--- TEXT PASSAGE ---
"""
The diseases have claimed at least five people, according to the ministry.

“Spraying of ticks and biting insects is already ongoing in selected districts while an assessment of other districts is in the pipeline,” said Health Minister Dr Jane Aceng.

The ministry was also disseminating information pamphlets — translated into local languages — on the two diseases, as part of efforts to sensitise people in the affected districts. The districts are Kiboga, Mityana, Buikwe, Nakaseke, Sembabule, Kyegegwa, Lyantonde, Mubende and Gomba.

Uganda first reported an outbreak of the two diseases in August last year, with four cases so far confirmed of the Crimean-Congo fever. One person has died from the disease.

Transmission

According to the Ministry of Health, five cases of the Rift Valley Fever have also been confirmed, leading to at least three deaths. The latest death occurred on January 19.

Cows, camels, goats and sheep act as hosts for the virus that causes both ailments. Rift Valley Fever primarily affects cows, sheep, goats and camels, but could also afflict humans.

While animals can be vaccinated against RVF to prevent spreading the infection, there is no vaccine against Crimean-Congo fever.

According to the World Health Organisation, most human infections result from direct or indirect contact with the blood or organs of infected animals.

Crimean-Congo fever virus is transmitted from ticks and livestock. Human-to-human transmission occurs from close contact with blood or other bodily fluids of infected persons.

The Great Lakes region, especially Uganda, the Democratic Republic of Congo and South Sudan is considered most at risk for haemorrhagic fever epidemics including Ebola, Marburg and the Crimean-Congo fever.

Symptoms, include high fever, severe headache, loss of memory, loss of sight, convulsions, vomiting and passing of blood in stool.
"""
--- GIVEN DATA ---
"""
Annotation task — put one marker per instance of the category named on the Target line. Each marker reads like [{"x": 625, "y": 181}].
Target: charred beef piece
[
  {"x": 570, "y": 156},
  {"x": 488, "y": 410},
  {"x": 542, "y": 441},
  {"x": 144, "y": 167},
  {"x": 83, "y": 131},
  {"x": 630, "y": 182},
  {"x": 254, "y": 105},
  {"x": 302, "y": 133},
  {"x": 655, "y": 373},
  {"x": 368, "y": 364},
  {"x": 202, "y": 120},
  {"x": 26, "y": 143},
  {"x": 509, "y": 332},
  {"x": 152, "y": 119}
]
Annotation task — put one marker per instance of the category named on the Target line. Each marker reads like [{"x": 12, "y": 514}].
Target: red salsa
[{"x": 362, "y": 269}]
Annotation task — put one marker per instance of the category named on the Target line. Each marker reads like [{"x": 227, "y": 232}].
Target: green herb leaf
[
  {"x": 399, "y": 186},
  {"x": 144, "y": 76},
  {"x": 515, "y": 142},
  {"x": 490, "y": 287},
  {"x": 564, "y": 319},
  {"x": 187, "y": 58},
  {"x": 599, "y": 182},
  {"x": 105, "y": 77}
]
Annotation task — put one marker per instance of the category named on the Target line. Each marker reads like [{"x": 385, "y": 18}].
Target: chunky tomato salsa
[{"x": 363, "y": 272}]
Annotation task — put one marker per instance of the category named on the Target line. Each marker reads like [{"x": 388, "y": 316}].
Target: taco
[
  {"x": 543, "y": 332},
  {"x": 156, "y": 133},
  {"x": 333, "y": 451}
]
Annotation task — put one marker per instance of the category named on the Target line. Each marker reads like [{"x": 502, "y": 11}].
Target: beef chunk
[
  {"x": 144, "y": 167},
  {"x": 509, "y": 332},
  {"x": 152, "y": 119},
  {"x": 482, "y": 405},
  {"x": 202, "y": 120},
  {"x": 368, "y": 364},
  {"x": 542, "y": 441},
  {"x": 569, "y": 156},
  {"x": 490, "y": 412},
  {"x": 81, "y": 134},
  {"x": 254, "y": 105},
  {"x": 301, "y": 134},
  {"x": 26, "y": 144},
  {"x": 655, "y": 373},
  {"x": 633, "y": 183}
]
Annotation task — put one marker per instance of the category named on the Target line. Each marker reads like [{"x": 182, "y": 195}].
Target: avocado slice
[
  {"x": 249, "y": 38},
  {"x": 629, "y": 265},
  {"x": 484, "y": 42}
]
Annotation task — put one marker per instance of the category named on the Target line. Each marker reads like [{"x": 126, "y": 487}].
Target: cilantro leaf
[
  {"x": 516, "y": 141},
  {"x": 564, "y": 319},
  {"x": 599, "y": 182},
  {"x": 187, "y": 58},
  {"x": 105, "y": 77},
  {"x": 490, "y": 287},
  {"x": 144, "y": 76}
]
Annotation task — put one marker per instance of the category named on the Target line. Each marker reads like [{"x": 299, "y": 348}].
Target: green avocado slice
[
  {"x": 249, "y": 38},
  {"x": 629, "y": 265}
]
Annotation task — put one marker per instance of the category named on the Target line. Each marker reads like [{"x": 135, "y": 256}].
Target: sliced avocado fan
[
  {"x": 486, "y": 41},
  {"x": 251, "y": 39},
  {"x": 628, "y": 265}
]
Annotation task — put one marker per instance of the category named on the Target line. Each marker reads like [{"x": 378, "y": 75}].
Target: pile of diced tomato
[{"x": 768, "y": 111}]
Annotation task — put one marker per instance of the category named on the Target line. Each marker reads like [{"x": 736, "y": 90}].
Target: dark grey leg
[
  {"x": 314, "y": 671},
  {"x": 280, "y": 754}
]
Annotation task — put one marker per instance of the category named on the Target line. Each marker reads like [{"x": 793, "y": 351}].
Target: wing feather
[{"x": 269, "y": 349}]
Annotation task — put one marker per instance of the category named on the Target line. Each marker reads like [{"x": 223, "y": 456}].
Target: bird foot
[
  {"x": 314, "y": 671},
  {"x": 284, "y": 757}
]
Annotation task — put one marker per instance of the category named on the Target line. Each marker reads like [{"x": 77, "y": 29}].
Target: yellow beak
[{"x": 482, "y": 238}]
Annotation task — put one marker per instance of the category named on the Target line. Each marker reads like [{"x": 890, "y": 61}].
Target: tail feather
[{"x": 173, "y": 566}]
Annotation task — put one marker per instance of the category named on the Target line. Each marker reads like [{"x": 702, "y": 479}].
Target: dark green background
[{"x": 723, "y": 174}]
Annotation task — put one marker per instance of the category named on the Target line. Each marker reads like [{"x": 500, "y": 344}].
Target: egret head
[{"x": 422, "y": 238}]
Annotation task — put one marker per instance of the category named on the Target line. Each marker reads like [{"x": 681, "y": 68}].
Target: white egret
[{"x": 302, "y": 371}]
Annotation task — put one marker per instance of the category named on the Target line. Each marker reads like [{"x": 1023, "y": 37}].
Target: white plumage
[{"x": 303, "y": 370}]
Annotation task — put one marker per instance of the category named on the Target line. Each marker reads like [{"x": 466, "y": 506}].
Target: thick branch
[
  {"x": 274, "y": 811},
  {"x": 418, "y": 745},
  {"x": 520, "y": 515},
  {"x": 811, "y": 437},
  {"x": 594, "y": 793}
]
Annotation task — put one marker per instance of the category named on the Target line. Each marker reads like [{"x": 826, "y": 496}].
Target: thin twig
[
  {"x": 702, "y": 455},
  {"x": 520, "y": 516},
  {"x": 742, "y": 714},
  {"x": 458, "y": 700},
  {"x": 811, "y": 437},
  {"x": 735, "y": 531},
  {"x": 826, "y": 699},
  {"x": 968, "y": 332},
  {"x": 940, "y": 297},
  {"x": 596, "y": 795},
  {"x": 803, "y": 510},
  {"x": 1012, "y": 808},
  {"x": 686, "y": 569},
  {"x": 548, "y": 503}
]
"""
Turn the paragraph of the outbreak report that begins "The ministry was also disseminating" into a short bulleted list that keeps its main facts. For the work that comes next, rely only on the outbreak report and not on the data.

--- ANSWER BOX ---
- The ministry is handing out information pamphlets on the two diseases.
- The pamphlets are translated into local languages.
- They are meant to raise awareness in the affected districts.
- The affected districts are Kiboga, Mityana, Buikwe, Nakaseke, Sembabule, Kyegegwa, Lyantonde, Mubende and Gomba.